* ABOUT THIS EXERCISE *
What you give back must match the records below exactly.

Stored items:
━━━━━━━━━━
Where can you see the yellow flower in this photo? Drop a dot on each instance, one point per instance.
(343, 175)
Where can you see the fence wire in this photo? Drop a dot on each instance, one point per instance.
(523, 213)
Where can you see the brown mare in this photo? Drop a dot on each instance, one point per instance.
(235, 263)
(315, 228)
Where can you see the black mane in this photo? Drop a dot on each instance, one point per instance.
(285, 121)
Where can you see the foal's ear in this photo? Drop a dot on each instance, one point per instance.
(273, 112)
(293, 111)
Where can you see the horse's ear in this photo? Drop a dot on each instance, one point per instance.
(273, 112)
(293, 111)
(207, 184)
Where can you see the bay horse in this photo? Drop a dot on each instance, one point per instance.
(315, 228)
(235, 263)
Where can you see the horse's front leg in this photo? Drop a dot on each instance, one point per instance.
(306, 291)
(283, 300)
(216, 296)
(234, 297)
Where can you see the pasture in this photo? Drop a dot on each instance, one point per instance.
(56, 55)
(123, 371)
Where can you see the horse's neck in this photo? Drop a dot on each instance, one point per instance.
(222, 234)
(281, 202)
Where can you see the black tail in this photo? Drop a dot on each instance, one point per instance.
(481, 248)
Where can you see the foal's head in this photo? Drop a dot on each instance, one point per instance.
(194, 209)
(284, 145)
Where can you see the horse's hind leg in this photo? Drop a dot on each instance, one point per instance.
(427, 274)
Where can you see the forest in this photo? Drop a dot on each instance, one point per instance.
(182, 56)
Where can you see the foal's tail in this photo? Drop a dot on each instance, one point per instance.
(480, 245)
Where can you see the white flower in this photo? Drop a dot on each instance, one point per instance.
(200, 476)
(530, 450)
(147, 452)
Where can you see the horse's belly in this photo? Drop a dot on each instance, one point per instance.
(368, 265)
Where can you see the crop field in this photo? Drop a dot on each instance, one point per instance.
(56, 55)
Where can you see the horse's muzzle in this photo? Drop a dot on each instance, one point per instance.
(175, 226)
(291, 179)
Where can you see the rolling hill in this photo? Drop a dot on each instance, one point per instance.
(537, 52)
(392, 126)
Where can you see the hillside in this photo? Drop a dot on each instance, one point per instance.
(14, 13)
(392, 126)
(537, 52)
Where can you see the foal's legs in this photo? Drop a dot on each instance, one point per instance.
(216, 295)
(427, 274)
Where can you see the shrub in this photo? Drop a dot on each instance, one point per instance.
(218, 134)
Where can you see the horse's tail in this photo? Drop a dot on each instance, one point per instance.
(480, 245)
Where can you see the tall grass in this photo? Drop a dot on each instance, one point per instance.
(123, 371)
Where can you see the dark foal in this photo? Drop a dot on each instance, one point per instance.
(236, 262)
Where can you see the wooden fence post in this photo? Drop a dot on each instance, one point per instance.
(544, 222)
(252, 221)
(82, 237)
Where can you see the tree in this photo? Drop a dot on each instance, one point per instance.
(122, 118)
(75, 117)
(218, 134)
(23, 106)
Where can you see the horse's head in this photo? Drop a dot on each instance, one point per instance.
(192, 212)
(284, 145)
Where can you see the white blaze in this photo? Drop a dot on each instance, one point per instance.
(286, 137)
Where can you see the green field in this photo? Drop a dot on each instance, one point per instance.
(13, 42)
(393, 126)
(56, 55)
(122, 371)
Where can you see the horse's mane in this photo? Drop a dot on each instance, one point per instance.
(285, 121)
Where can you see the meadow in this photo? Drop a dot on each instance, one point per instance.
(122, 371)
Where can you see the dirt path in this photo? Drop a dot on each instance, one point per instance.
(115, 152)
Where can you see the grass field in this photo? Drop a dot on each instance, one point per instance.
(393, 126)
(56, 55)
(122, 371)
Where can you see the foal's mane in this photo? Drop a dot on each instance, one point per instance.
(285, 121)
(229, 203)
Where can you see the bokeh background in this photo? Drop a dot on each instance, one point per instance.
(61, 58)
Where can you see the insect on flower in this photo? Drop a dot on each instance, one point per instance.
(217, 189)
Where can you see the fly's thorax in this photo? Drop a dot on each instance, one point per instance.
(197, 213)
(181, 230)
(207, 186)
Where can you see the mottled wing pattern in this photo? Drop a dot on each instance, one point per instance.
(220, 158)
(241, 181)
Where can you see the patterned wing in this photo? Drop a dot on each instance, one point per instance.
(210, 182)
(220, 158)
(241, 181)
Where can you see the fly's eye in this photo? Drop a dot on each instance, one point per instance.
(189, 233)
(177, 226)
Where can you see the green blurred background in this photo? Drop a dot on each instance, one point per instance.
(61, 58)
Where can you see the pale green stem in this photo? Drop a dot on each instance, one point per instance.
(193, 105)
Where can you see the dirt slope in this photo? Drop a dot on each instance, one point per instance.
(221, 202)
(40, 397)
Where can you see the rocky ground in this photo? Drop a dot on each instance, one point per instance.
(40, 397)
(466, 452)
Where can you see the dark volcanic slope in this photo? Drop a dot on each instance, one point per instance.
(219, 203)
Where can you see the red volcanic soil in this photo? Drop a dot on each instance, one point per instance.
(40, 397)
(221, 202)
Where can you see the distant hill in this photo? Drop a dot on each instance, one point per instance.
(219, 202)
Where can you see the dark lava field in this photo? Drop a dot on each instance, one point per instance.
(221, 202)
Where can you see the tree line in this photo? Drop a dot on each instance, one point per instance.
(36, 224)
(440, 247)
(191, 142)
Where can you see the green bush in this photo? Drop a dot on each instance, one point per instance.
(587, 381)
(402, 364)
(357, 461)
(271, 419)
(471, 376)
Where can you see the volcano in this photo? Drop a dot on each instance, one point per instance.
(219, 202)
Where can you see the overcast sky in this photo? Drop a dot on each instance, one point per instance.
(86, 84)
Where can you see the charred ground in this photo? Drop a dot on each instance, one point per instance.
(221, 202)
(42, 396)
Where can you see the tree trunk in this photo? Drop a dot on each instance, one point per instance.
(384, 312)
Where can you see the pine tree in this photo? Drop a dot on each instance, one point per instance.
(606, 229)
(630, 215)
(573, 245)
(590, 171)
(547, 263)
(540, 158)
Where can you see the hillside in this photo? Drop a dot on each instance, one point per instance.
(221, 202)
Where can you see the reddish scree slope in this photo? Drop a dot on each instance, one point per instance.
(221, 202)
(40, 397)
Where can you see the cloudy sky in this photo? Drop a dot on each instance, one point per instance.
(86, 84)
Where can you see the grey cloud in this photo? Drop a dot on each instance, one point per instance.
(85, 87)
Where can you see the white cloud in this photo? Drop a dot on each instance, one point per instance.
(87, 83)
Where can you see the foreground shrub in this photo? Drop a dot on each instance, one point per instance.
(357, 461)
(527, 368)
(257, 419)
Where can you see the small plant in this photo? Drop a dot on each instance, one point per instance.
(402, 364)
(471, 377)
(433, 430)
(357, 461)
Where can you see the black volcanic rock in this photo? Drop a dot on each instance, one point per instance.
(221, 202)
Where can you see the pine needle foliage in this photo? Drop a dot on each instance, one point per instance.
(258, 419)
━━━━━━━━━━
* EXERCISE SOLUTION *
Where can you see the yellow flower in this photo? Drop a dot on each instance, one point per instance.
(343, 175)
Where can you see the fence wire in this photo? Drop a dot on each instance, one point per instance.
(523, 213)
Where can you see the brown mare in this photo? Drop a dot on each instance, one point per instance.
(235, 263)
(315, 228)
Where can you see the black mane in this photo? Drop a dot on each instance, one point per instance.
(285, 121)
Where can you see the foal's ear in this photo? Drop a dot on each instance, one point per instance.
(273, 112)
(293, 111)
Where can you see the horse's ear in this photo? Drop a dot on each instance, one point per instance.
(273, 112)
(293, 111)
(207, 184)
Where can you see the bay horse in this photo? Drop a dot on each instance, one point per instance.
(315, 228)
(235, 263)
Where can you see the horse's front leg in this photo? Drop a dot on each instance, one point per instance.
(306, 291)
(283, 300)
(216, 296)
(234, 297)
Where can you see the pasture in this photo? Drop a dot on each instance, one point per instance.
(56, 55)
(123, 371)
Where can you see the horse's neck in this photo? Drop a dot on each instance, one point per instance.
(222, 234)
(281, 202)
Where can you see the black tail in this photo? Drop a dot on each instance, one point per instance.
(481, 248)
Where can you see the foal's head in this photo? Drop a dot on each instance, one point per instance.
(194, 209)
(284, 145)
Where can you see the horse's hind leg in this photo? Drop a dot on each instance, one point per instance.
(427, 274)
Where can you see the forest in this photo? Drop a dot on each instance, one point per instance.
(182, 56)
Where can you see the foal's tail in this photo? Drop a dot on each instance, one point per instance.
(480, 245)
Where can you see the white flower in this photo? Drop a dot on each instance, one point per instance.
(200, 476)
(530, 450)
(147, 452)
Where can you see the horse's belly in this photo? Drop a dot on each instance, one point per instance.
(368, 265)
Where can you see the crop field in this photo? Drop a dot on each instance, one point per instance.
(56, 55)
Where can you see the horse's muzzle in this photo? Drop a dot on each instance, one point per instance.
(175, 226)
(291, 179)
Where can you see the rolling hill in this photo? Drop a dot on each instance, one point per instance.
(537, 52)
(392, 126)
Where can you see the hillside in this photo? Drop a dot on each instance, one point per instance.
(14, 13)
(392, 126)
(537, 52)
Where can you see the foal's legs in this photo? Drop a dot on each instance, one point per instance.
(216, 295)
(427, 274)
Where can you see the shrub in this photo? Drop a dot on each instance, one point per instance.
(218, 134)
Where can you see the horse's tail in this photo? Drop a dot on each instance, one point per instance.
(480, 245)
Where can you see the tall grass in this photo? Drop a dot on each instance, one point per instance.
(123, 371)
Where can you see the dark foal in this photo? Drop a dot on each instance, one point per instance.
(236, 262)
Where can you see the wooden fence post in this photo? Drop a dot on each instance, one point per instance.
(544, 222)
(252, 221)
(82, 237)
Where can you see the tree in this photo? Drop a dot on each instance, one point per instance.
(122, 118)
(75, 117)
(218, 134)
(23, 106)
Where can you see the horse's head in this photo? Drop a dot on each instance, one point per instance.
(192, 212)
(284, 145)
Where can you see the white blaze in this photo? Drop a dot on each instance, one point per instance.
(286, 137)
Where can you see the green field in this photo? Drop a dot on each instance, one point per instance.
(13, 42)
(393, 126)
(56, 55)
(122, 371)
Where can you see the horse's mane in this photo? Drop a dot on each instance, one point per instance.
(285, 121)
Where can you see the meadow in this photo? Drop a dot on each instance, one point per instance.
(122, 371)
Where can you see the dirt path in this photo? Drop a dot on each instance, one point per instance.
(115, 152)
Where can you see the grass field in this photo? Drop a dot on each instance, one point per instance.
(393, 126)
(56, 55)
(122, 371)
Where can you see the foal's mane in this photo? Drop a dot on each instance, one point per instance.
(285, 121)
(229, 203)
Where can you see the bokeh background in this photo? Drop a dot on each instance, one point per instance.
(61, 58)
Where can you see the insect on flower in this photo? Drop a dot on each instance, one point per instance.
(217, 189)
Where can you see the fly's thorax in this photo? Drop a dot on each instance, one point per instance.
(197, 213)
(181, 230)
(207, 186)
Where can you see the mottled wing pattern in this photo? Drop a dot on each instance, one point per instance.
(220, 158)
(241, 181)
Where can you see the patterned wing in this photo? Drop a dot on each instance, one point per instance.
(210, 182)
(220, 158)
(241, 181)
Where can you see the fly's eye in this photo? Drop a dot on each instance, one point per instance.
(189, 233)
(177, 226)
Where can you see the green blurred background in this photo? Drop a dot on each instance, one point per instance.
(61, 58)
Where can you see the pale green stem in this photo? Drop a dot on each instance, one point per instance.
(193, 105)
Where can you see the dirt slope in this photo? Drop a dot on each instance, one point per instance.
(221, 202)
(40, 397)
Where can you see the rocky ground in this photo? Drop a dot on each instance, one point per instance.
(40, 397)
(466, 452)
Where can you see the dark volcanic slope in this photo? Drop a dot on each instance, one point per instance.
(219, 203)
Where can you see the red volcanic soil in this photo? Drop a dot on each instance, one point per instance.
(40, 397)
(221, 202)
Where can you see the distant hill in this photo? Drop a dot on each instance, one point per instance.
(219, 202)
Where can you see the dark lava field in this photo? Drop a dot on each instance, one point per instance.
(221, 202)
Where can you see the tree line in this photo? Drop a dot on each instance, one point per instance.
(36, 224)
(440, 247)
(191, 142)
Where can you see the green bush in this photo? Drop a dot on each instance, one point per instance.
(587, 381)
(402, 364)
(357, 461)
(271, 419)
(471, 376)
Where can you see the volcano in this photo? Drop a dot on each instance, one point per instance.
(219, 202)
Where can you see the overcast sky in this photo? Drop a dot on each instance, one point per instance.
(86, 84)
Where can you see the charred ground in this photo? Drop a dot on each instance, one point per instance.
(221, 202)
(42, 396)
Where can you see the tree trunk in this photo? Drop a dot on each instance, one point per instance.
(384, 312)
Where can you see the pine tree in this photo? Drop a dot on each instance, one point per instance.
(606, 229)
(630, 215)
(573, 245)
(590, 171)
(547, 263)
(540, 158)
Where can you see the hillside in this photo? Drop a dot on each instance, one point per instance.
(221, 202)
Where can you see the reddish scree slope in this photo? Drop a dot on each instance, one point per instance.
(221, 202)
(40, 397)
Where can you see the cloudy sky in this photo? Drop a dot on each instance, one point per instance.
(86, 84)
Where can you see the grey cloud in this photo? Drop a dot on each instance, one point per instance.
(85, 87)
Where can you see the white cloud in this photo? Drop a dot on each instance, one point per instance.
(87, 83)
Where can you see the foreground shrub in this photo? Drop a dot on each instance, one point per instance.
(357, 461)
(527, 368)
(257, 419)
Where can you see the small plant in this photo? Drop a dot on each instance, one point per instance.
(402, 364)
(471, 377)
(433, 430)
(357, 461)
Where can you see the black volcanic rock in this photo? Drop a dot on each instance, one point per instance.
(221, 202)
Where can you see the pine needle foliage in this photo? Drop a dot on each instance, one point per instance.
(258, 419)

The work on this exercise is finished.